| Text segment |

Mozilla

Where I Am

March 2nd, 2006

My experience with the Mozilla project in 2005 was about a few things:

1. Growing our organization into the stature the rapid adoption of Firefox brought us. We started the year with about 15 people, and an unexpectedly large set of users. Organizationally we needed to get more people involved full time to take care of things, to build our physical infrastructure (with special thanks to the Oregon State University Open Source Lab), to take care of our user base, and to start to add more coordination among our contributors. Coordination means management of resources so we added a few managers to the employee base. Management in an open source project like ours is not as well understood or developed as code development in an open source project, and I hope to describe our thinking more clearly here and to generate discussion before long.

2. We adjusted our organization a bit, forming the Mozilla Corporation as an adjunct to the Mozilla Foundation. Personally, this was a lot of work. It needs more work, in particular to work explain, refine and further develop the roles of the Foundation and Corporation to help guide the Mozilla project.

3. We shipped Firefox and Thunderbird 1.5. This was important to get updated technology to our users and to provide a way to help protect users through automatic update, particularly for improvements related to security and privacy. It was also important to show that Firefox 1.0 wasn’t a one-shot wonder; that we understand how to ship software on a regular basis. We also broadened our search relationships, with Yahoo becoming the default in the Japanese, Chinese and Korean languages.

We did a lot of other things, but these are the chunks that occupied me for long periods of time.

| Dataset extract |
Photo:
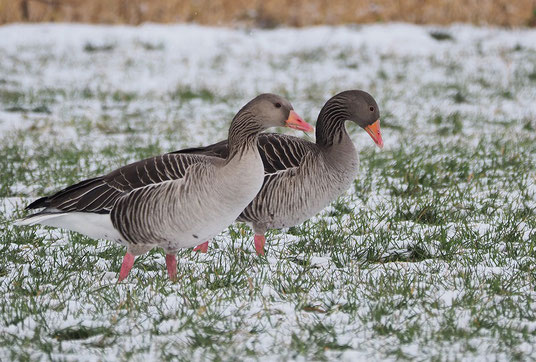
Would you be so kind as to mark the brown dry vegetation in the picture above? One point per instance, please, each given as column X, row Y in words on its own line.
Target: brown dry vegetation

| The task |
Please reproduce the Mozilla 2005 post word for word, from "My experience with" up to and including "discussion before long.".

| The completed task |
My experience with the Mozilla project in 2005 was about a few things:

1. Growing our organization into the stature the rapid adoption of Firefox brought us. We started the year with about 15 people, and an unexpectedly large set of users. Organizationally we needed to get more people involved full time to take care of things, to build our physical infrastructure (with special thanks to the Oregon State University Open Source Lab), to take care of our user base, and to start to add more coordination among our contributors. Coordination means management of resources so we added a few managers to the employee base. Management in an open source project like ours is not as well understood or developed as code development in an open source project, and I hope to describe our thinking more clearly here and to generate discussion before long.